• [About this exercise]:
From the entries below, return only the lines starting at the one that contains "Target: woman's blonde hair" and ending at the one that contains "Target: tree trunk", exactly as they stand.
━━━ Supplied material ━━━
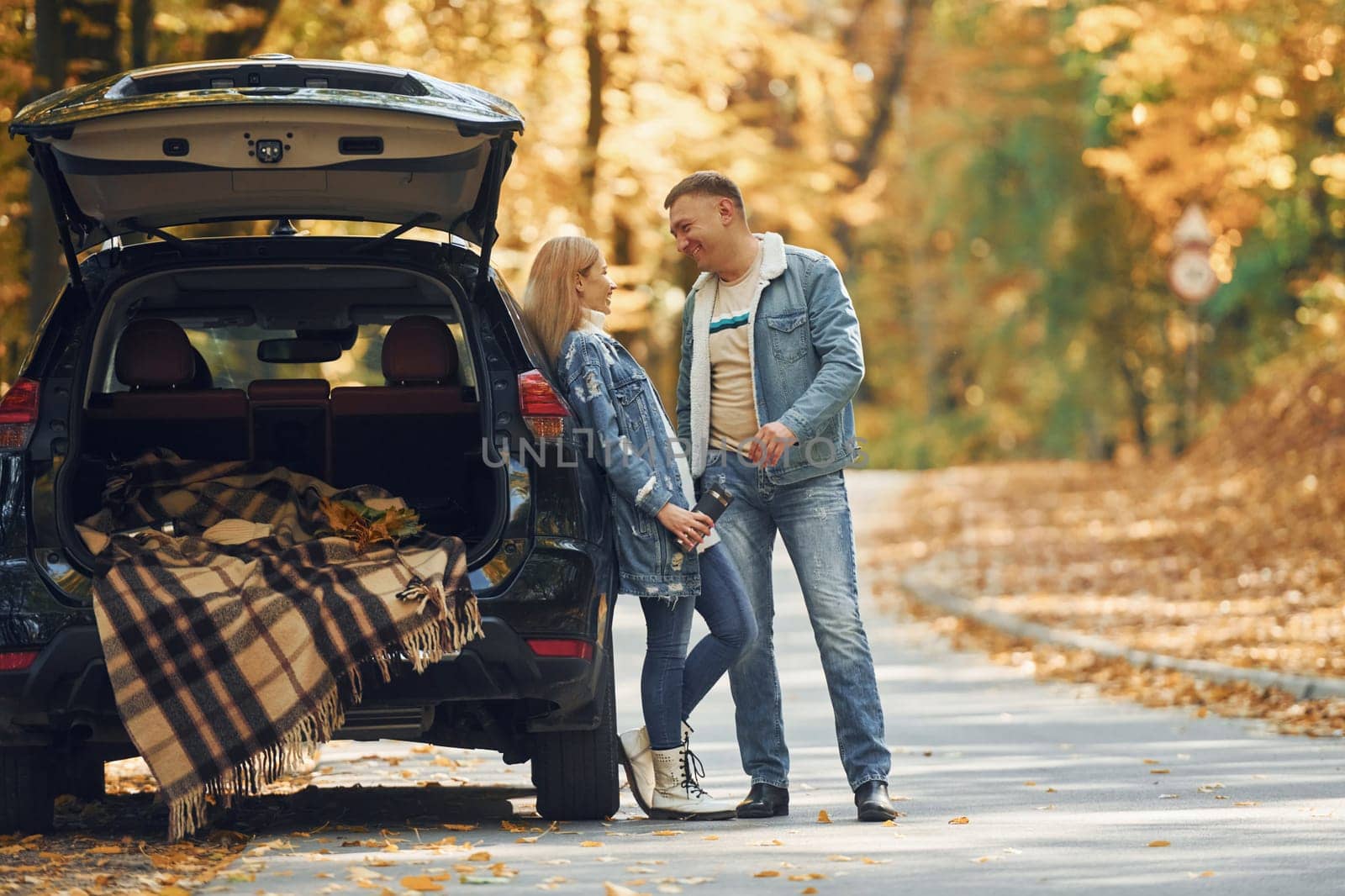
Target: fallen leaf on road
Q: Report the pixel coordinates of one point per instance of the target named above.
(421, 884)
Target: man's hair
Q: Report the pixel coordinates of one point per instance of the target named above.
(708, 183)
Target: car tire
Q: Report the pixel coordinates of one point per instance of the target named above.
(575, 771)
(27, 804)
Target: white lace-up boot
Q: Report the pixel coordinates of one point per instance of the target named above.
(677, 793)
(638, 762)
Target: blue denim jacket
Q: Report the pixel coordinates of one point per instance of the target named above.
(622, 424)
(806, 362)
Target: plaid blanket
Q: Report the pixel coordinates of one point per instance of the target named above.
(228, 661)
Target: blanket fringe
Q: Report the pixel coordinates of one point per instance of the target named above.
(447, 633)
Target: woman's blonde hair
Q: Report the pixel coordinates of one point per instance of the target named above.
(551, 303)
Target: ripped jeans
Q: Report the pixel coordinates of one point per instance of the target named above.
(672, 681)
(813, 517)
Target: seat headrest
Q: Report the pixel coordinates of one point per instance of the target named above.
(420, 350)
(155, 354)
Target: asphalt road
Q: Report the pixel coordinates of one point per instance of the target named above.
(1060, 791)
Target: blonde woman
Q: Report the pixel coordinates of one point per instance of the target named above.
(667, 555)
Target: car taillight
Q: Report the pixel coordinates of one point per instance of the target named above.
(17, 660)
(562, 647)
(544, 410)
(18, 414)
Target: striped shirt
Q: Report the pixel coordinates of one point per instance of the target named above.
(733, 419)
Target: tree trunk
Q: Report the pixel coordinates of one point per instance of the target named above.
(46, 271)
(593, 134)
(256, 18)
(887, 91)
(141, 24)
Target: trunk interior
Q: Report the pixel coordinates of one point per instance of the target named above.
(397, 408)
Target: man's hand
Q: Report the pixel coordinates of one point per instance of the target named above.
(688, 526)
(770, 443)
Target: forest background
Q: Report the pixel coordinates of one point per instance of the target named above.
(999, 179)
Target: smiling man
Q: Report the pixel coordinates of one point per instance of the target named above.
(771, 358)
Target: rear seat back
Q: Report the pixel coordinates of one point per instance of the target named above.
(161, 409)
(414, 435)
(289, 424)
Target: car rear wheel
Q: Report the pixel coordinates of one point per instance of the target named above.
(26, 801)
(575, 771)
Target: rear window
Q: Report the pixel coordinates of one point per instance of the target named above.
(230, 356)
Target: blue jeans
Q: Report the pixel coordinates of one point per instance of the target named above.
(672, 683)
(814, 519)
━━━
• [Solution for this problem]:
Target: woman's blonde hair
Q: Report the pixel coordinates of one point per instance of the target named above.
(551, 303)
Target: ripped jeans
Q: Report the pixel coordinates of one point per instance of the target named above.
(672, 681)
(813, 517)
Target: seat headrest
Q: Report the pixel coordinates of one point per instance of the target named above.
(420, 350)
(155, 354)
Target: asphalt road
Q: Report the pixel coordinates of one point per instance of the target named above.
(1060, 791)
Target: blonde woman
Q: Report the pixel coordinates of one point per instance of the target named above.
(667, 555)
Target: car taillight
Q: Report the pixel coordinates of one point per instance of the target named above.
(17, 660)
(562, 647)
(544, 410)
(18, 414)
Target: striped shirt
Q: Report the pixel coordinates of one point per instance of the target named above.
(733, 419)
Target: tree trunk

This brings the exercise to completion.